◆ **Data extract**
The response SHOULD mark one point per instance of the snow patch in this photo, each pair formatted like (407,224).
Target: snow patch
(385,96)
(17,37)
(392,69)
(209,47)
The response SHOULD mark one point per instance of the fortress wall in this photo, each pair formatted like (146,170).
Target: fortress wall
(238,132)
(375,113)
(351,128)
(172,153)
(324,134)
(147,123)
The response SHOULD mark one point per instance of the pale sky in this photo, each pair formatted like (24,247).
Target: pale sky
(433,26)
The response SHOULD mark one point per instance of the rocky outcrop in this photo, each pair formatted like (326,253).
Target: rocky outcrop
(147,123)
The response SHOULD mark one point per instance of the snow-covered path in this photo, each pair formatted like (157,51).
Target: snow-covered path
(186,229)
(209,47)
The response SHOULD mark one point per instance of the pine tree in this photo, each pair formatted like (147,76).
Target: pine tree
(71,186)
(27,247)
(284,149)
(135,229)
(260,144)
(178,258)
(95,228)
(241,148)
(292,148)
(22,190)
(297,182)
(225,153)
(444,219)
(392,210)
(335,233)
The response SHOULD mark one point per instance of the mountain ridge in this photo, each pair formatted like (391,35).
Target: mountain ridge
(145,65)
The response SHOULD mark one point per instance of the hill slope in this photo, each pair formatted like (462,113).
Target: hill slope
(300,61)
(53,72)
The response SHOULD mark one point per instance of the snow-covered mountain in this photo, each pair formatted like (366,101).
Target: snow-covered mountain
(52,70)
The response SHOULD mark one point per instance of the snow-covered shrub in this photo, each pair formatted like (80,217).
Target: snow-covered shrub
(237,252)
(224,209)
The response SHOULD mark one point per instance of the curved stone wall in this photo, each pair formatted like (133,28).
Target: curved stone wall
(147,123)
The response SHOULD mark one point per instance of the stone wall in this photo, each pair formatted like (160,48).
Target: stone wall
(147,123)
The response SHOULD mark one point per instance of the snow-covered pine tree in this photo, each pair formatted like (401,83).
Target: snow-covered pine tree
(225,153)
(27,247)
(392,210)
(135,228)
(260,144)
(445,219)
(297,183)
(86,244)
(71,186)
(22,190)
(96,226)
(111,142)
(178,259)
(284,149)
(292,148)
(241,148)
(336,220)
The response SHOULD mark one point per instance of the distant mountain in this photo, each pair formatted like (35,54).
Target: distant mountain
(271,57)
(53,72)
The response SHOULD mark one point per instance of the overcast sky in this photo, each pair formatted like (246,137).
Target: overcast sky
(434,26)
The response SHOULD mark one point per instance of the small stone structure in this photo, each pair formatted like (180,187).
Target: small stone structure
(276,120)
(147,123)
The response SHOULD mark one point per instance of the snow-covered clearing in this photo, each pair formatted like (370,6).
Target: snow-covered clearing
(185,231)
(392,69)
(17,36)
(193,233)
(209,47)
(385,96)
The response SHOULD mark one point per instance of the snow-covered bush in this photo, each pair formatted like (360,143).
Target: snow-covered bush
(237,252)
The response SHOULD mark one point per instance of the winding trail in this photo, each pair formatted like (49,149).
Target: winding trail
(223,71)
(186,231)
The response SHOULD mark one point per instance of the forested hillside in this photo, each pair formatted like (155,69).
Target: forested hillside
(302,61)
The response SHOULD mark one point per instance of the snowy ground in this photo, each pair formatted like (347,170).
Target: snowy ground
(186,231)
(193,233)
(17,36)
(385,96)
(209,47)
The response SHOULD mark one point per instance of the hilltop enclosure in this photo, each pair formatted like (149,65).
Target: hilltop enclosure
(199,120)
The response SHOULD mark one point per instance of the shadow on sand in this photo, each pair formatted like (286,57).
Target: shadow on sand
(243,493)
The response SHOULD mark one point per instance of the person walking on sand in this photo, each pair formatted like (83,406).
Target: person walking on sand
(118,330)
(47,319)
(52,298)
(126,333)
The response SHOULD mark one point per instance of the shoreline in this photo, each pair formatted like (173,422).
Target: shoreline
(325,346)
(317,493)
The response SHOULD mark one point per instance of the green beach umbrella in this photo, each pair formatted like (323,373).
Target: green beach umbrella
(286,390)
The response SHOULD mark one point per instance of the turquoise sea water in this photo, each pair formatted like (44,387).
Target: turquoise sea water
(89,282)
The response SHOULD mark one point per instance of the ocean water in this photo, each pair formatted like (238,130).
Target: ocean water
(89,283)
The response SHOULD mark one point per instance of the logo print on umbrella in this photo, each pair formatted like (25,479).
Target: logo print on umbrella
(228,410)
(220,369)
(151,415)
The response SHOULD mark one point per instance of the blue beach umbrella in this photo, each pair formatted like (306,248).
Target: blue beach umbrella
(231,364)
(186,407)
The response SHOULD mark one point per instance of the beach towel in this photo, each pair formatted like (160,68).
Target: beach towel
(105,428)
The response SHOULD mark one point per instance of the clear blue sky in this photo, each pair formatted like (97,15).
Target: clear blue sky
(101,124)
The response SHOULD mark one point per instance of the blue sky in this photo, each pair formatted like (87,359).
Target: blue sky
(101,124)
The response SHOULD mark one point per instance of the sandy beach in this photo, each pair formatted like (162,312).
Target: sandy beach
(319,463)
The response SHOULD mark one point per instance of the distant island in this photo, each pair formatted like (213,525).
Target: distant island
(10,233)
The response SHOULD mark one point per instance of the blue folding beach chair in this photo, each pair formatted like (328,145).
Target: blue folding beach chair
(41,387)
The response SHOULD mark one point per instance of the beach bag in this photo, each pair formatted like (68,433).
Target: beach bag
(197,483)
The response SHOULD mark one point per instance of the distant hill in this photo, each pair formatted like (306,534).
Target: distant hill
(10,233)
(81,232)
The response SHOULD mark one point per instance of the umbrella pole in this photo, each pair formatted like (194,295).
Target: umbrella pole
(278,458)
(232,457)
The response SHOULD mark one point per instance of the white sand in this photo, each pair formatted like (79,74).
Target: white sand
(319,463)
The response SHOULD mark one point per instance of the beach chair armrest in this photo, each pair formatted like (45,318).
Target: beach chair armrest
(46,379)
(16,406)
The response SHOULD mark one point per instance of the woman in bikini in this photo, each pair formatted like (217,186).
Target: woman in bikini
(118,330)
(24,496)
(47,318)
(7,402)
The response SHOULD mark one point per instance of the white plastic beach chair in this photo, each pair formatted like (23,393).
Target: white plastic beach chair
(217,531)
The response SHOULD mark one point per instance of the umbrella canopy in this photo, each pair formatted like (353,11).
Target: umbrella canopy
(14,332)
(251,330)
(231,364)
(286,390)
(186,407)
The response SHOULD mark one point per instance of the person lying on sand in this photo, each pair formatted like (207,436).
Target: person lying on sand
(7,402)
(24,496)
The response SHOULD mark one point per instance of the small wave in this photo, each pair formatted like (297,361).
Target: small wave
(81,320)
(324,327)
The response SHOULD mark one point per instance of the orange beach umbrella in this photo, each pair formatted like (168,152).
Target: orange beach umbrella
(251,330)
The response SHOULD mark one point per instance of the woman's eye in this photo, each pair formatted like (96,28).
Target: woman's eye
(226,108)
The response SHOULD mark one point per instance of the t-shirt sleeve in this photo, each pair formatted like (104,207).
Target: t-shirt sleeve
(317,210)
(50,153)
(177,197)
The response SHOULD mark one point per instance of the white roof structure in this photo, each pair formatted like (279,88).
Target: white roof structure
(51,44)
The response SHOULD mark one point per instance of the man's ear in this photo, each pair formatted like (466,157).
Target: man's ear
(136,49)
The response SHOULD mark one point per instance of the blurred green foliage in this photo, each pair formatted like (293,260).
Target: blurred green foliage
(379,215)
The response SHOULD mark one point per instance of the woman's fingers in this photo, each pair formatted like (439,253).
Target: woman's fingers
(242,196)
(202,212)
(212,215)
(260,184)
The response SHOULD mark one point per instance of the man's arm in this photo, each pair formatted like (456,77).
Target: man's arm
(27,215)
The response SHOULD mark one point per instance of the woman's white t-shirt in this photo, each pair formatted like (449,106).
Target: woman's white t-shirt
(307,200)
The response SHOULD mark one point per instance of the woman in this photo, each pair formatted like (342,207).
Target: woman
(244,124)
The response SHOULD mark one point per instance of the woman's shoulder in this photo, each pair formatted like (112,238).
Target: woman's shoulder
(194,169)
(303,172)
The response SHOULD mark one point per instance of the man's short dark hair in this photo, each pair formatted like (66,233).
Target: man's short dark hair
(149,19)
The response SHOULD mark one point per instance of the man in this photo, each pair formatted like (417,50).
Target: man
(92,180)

◆ **What is expected**
Copy out exactly the lines between the line with "formatted like (449,106)." and the last line of the entries, counting both of those lines.

◆ **Finished answer**
The response SHOULD mark one point per instance of the woman's white t-shirt in this photo, each pair formatted like (449,106).
Target: woman's white t-shirt
(307,200)
The response SHOULD mark one point per instance of the woman in this photo, each pair formatted like (342,207).
Target: woman
(244,124)
The response SHOULD mark one point per instance of the woman's shoulder in this photo, each pair formatted like (112,238).
Target: woman's shoulder
(194,169)
(303,172)
The response SHOULD mark one point per instance of the man's short dark hair in this photo, each pair formatted like (66,233).
Target: man's short dark hair
(149,19)
The response SHOULD mark one point per instance of the man in this photo, each pair formatted like (417,50).
Target: man
(92,180)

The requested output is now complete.